Input records ▸
= = = = = = =
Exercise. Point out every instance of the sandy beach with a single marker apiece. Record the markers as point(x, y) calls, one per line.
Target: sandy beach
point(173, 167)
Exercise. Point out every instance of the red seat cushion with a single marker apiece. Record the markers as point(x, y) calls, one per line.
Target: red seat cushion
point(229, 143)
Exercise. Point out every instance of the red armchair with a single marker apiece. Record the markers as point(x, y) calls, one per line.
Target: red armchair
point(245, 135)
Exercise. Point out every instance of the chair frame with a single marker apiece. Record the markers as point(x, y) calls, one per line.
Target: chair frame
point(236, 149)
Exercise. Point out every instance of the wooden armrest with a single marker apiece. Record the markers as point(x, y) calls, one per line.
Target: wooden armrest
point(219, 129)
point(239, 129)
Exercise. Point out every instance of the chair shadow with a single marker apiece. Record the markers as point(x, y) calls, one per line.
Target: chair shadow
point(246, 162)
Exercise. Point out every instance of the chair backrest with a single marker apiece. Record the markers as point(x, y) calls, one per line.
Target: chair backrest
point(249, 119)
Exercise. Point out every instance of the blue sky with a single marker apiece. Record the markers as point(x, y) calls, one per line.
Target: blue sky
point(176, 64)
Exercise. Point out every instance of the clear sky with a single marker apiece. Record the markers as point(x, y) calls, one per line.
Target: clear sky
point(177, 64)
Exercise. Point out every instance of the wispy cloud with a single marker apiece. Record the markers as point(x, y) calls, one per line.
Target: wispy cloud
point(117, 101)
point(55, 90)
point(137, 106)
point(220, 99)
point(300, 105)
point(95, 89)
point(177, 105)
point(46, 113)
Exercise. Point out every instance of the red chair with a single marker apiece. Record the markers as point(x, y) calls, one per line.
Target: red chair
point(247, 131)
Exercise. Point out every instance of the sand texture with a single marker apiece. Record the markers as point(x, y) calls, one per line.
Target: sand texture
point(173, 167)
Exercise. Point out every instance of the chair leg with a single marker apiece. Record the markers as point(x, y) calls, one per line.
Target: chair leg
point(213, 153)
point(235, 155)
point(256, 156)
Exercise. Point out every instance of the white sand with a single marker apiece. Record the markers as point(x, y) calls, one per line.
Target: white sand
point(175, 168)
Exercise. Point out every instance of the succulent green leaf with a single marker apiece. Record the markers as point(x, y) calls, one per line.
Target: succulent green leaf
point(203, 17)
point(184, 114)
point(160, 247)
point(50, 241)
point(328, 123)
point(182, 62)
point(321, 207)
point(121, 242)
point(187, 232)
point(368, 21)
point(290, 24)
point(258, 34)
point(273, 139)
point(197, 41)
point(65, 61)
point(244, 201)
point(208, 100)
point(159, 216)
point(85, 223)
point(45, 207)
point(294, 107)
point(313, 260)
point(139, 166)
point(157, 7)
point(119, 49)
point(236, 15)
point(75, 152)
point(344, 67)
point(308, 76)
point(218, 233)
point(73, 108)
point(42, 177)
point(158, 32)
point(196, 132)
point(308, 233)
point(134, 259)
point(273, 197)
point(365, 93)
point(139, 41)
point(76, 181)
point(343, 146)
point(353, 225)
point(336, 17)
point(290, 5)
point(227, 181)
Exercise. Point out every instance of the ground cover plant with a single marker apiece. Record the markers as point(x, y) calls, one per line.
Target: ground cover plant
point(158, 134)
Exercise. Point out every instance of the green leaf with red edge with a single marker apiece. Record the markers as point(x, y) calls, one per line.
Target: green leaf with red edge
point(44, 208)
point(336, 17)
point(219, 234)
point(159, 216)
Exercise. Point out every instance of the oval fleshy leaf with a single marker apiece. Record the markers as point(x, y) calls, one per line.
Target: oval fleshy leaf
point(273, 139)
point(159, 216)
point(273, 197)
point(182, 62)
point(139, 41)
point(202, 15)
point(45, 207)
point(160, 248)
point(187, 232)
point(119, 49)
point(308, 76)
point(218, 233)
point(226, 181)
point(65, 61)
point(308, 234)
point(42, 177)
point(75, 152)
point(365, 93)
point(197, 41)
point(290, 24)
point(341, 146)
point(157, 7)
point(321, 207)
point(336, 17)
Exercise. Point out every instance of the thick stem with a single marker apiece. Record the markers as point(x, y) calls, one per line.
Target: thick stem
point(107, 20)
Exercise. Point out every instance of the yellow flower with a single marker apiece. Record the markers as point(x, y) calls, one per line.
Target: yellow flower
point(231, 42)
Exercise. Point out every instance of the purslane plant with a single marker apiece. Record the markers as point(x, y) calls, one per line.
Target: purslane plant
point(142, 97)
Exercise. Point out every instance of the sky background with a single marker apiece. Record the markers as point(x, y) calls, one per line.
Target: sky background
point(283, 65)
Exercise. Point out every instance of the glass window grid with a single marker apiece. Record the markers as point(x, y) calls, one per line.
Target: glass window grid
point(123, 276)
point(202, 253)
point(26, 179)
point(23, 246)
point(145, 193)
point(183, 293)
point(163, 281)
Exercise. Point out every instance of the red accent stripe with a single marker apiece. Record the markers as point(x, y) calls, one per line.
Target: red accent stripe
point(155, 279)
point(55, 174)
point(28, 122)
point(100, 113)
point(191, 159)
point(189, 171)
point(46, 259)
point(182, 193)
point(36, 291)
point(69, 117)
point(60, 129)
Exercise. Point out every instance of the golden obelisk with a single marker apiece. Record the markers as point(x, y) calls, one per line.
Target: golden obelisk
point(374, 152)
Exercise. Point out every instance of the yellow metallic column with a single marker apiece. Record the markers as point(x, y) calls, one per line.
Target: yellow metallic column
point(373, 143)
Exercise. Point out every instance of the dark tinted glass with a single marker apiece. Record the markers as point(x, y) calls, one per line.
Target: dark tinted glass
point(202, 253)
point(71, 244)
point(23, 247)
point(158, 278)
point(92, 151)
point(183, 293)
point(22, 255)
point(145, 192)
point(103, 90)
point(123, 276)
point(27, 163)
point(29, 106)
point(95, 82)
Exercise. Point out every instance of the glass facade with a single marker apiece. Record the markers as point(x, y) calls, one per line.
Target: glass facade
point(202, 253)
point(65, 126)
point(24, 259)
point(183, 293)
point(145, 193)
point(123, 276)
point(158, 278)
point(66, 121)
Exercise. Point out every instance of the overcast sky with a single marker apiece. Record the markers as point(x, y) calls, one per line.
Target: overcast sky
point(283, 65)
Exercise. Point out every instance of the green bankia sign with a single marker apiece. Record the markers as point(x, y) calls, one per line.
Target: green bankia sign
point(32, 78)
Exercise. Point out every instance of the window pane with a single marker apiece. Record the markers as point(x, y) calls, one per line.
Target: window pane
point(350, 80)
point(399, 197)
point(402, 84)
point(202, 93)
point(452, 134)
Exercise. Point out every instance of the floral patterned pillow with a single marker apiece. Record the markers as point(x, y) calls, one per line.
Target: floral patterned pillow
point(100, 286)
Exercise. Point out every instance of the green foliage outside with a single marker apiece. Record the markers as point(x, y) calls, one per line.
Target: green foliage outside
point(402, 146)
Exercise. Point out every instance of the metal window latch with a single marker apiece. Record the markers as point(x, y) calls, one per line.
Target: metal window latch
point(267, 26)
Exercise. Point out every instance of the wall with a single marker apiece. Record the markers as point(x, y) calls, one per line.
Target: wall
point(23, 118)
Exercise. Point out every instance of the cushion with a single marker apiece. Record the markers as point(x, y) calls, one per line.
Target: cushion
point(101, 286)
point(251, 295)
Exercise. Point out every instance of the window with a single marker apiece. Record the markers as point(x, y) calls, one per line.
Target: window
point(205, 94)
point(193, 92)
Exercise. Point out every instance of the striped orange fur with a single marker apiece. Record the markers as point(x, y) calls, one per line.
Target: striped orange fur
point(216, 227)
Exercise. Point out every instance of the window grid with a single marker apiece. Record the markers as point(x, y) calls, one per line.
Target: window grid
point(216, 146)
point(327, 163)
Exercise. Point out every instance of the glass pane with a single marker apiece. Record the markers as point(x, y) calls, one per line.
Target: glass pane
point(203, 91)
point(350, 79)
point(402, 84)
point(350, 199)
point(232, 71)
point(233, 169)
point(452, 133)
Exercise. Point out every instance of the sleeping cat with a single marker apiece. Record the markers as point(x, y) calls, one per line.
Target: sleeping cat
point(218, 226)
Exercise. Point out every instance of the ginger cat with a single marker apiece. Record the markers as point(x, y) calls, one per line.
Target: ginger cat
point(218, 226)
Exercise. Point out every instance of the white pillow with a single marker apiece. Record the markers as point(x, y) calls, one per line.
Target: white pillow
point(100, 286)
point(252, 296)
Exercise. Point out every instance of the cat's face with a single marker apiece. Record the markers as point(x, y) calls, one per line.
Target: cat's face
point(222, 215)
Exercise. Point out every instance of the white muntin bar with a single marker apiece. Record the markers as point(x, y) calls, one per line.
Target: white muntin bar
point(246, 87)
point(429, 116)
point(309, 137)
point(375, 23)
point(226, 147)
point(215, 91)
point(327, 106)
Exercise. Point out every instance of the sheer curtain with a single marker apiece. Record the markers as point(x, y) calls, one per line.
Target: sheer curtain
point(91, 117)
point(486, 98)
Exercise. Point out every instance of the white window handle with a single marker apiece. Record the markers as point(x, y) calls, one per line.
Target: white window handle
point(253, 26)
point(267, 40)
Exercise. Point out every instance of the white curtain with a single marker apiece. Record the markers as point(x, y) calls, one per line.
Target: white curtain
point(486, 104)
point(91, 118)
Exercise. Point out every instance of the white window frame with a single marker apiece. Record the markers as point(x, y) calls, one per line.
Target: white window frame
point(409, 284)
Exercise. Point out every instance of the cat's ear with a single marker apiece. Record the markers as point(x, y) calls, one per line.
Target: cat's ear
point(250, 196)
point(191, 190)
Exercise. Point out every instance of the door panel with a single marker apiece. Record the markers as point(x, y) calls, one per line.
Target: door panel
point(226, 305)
= = = = = = =
Goal ▸
Copy out the part of the entries that begins with the line containing "Exercise. Point out every instance of the chair leg" and ends with the line containing "point(175, 168)", reproducing each line unchanged.

Output below ▸
Exercise. Point out every instance of the chair leg with a single marker apiece. Record the markers as point(x, y) calls, one per line.
Target: chair leg
point(213, 153)
point(235, 155)
point(256, 156)
Exercise. Point out every instance of the white sand with a single marker apiece. Record the markers as point(x, y) calls, one per line.
Target: white sand
point(175, 168)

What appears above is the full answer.